Petunjuk -
[a] Dalam kutipan tentang seniman Bekasi, kapan seniman itu berpulang?
[b] Teruskan kutipan tentang seniman Bekasi itu mulai setelah kalimat terakhirnya.

Kutipan -
────────────────

Langit Bekasi mendung seketika.
Semua berduka. Seorang seniman, sastrawan, penggiat teater, penyair, dan
pemerhati kebudayaan telah berpulang, Senin (31/10) siang. Suara tangis
pecah di setiap ruang dan sudut kota. Pria berperawakan tinggi-besar,
berambut gondrong, berkulit agak gelap, telah melebur pada kesejatian
yang sesungguhnya. Jejaknya meninggalkan bercak kebahagiaan dan
kegembiraan bagi setiap orang terdekatnya. Sementara kesedihan yang
mengantarkan pada ruang tidur terakhir kalinya, adalah pengantar
kecintaan yang mendalam.
Kepekaan
sosial yang terpatri dalam jiwanya, selaras dengan senyum renyah yang
senantiasa mengembang. Ia seorang pecinta, yang selalu resah atas
kecarut-marutan kondisi bekasi, bahkan bangsa dan negaranya. Karya dan
prestasinya ditumpahkan dalam keindahan syair-syair puisi, yang kemudian
diaransemen menjadi sebuah lagu; sebagai simbol pergerakan, perjuangan,
dan ketulusannya pada sesama. Suara serak-serak basah, menjadi ciri
dari kepribadiannya yang bersahaja.
Karena
sikapnya yang lentur, ia mampu merangkul semua kalangan; mulai dari
pengemis, anak jalanan, preman pasar, penggiat anti-korupsi, teater dan
kebudayaan, akademisi, sampai pemerintahan. Namanya melambung tinggi
berkat kesahajaan diri yang dipersembahkan tanpa tedeng aling-aling.
Baginya, sastra adalah jalan sunyi yang membuka gerbang perubahan dan
peradaban. Hanya orang-orang tertentu yang mampu konsisten berdiri dan
berjalan di labirin kesunyian.

────────────────

Bahan yang Diberikan -

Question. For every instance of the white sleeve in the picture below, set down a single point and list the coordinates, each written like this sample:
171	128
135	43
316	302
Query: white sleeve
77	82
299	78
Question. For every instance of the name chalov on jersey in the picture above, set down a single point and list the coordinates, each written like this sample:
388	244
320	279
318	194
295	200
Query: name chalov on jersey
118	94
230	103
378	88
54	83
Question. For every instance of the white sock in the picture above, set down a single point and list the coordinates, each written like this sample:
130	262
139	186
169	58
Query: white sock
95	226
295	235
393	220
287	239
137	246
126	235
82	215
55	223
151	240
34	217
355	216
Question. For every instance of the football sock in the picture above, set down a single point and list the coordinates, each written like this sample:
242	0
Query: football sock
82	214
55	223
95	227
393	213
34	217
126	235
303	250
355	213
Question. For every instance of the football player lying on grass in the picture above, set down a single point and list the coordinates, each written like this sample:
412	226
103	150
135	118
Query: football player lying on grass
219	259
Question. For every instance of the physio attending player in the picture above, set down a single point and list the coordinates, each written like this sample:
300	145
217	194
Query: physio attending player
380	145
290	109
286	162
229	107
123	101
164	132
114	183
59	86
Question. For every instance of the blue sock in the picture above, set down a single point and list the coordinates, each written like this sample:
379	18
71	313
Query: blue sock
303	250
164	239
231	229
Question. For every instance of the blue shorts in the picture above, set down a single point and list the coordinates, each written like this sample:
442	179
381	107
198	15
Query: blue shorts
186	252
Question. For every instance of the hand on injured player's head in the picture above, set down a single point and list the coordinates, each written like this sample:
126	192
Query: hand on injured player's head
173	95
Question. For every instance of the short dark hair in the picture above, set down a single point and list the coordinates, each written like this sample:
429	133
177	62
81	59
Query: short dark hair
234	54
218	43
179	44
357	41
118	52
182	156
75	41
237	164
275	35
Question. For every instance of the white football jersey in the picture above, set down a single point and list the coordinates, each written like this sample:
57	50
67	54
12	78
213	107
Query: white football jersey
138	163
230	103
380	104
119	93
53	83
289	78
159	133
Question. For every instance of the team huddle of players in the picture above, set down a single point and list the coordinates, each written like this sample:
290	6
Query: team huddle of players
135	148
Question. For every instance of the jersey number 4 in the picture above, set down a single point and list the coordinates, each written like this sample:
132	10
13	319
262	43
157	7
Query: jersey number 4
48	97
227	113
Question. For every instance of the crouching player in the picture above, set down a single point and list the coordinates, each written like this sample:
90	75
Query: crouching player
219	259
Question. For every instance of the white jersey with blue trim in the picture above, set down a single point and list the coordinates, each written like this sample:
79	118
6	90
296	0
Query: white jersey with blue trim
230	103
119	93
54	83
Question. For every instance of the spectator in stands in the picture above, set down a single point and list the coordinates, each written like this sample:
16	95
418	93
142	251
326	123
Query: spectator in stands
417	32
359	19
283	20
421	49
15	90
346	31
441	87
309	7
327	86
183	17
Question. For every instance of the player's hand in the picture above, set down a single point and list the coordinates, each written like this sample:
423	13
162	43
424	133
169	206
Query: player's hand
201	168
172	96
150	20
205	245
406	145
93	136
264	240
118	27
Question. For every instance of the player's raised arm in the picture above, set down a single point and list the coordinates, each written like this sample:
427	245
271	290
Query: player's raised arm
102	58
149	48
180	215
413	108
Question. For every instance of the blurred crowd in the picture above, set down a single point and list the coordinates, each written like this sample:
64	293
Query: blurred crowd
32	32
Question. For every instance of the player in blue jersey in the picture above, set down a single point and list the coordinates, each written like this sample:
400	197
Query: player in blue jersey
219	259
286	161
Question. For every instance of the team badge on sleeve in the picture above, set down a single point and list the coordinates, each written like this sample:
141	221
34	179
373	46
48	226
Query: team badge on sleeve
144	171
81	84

────────────────

Kunci Jawaban -
[a] Pada hari Senin (31/10) siang.

[b]
Dari
sunyi, dirinya bisa melihat keramaian. Memberi angin segar pada
kegaduhan yang selama ini tercipta karena keserakahan dan kedurjanaan
duniawi. Putra Batak yang satu ini, selalu luluh hatinya saat melihat
beragam lakon penindasan dan penganiayaan yang menimpa rakyat kecil. Ia
selalu terpanggil untuk terus menyuarakan kebenaran. Membantu
meringankan beban orang lain, baginya, merupakan cara untuk mencintai
kekasih di keabadian.
Malam itu,
masih kuingat selalu, kita berasyik-masyuk bercengkrama tentang cinta;
cinta seorang penyair pada kekasih, serta kerinduan yang mendalam untuk
berpasrah pada ketetapan hukum alam. Kini, dirimu sudah menjadi satu.
Menjadi lebur pada kesejatian. Semoga kerinduan yang kala itu kita
perbincangkan, menjadi washilah untuk kebersamaan kita, yang abadi.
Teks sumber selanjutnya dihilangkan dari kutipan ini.